REQUIRED ACTION:
The reply to the records below should contain exactly the lines from the line with "rod, I would be grateful." through the line with "housing, I would be grateful.", and nothing besides.

● ● ● ● ●

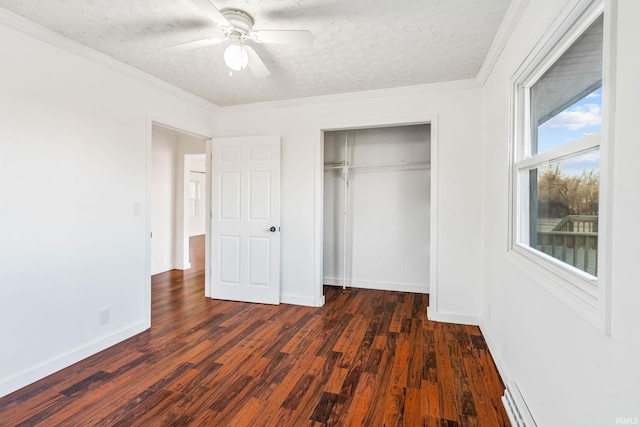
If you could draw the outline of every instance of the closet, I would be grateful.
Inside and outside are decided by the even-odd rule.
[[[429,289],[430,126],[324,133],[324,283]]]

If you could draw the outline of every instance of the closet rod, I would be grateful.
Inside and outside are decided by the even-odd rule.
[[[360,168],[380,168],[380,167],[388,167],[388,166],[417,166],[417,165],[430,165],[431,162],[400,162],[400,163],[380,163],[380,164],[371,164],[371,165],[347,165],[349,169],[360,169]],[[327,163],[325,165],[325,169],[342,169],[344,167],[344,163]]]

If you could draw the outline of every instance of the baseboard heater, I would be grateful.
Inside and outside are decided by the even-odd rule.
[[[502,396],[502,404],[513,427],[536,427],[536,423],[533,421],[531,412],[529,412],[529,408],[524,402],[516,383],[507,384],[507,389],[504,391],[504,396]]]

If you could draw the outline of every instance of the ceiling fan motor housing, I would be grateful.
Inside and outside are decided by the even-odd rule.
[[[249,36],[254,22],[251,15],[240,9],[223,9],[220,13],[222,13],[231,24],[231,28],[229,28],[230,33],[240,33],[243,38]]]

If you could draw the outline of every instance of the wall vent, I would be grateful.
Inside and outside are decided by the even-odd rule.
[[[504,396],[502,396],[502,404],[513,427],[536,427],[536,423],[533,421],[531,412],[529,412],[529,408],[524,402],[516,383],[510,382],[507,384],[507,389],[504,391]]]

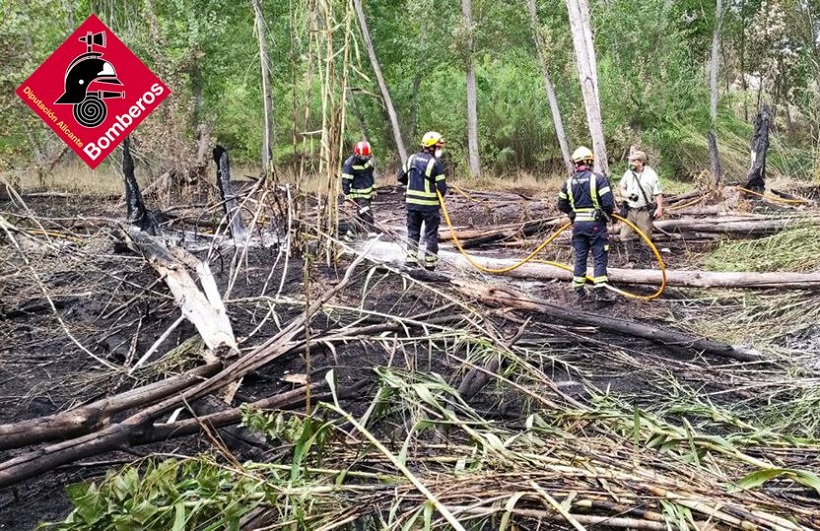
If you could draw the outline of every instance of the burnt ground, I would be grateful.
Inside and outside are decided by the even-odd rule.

● ● ● ● ●

RESULT OF THE TASK:
If you could draw the outline of every instance of the closet rod, I would be grateful.
Inside and outside are decided by the even-odd rule.
[[[360,168],[380,168],[380,167],[388,167],[388,166],[417,166],[417,165],[430,165],[431,162],[400,162],[400,163],[380,163],[380,164],[371,164],[371,165],[347,165],[349,169],[360,169]],[[327,163],[325,165],[325,169],[342,169],[344,167],[344,163]]]

If you could draw the outline of every instance of the baseboard heater, I would be grateful.
Inside and outside are decided by the even-odd rule.
[[[502,396],[502,404],[513,427],[536,427],[536,423],[533,421],[531,412],[529,412],[529,408],[524,402],[516,383],[507,384],[507,389],[504,391],[504,396]]]

If you could draw the outline of every instance of the ceiling fan motor housing, I would be grateful.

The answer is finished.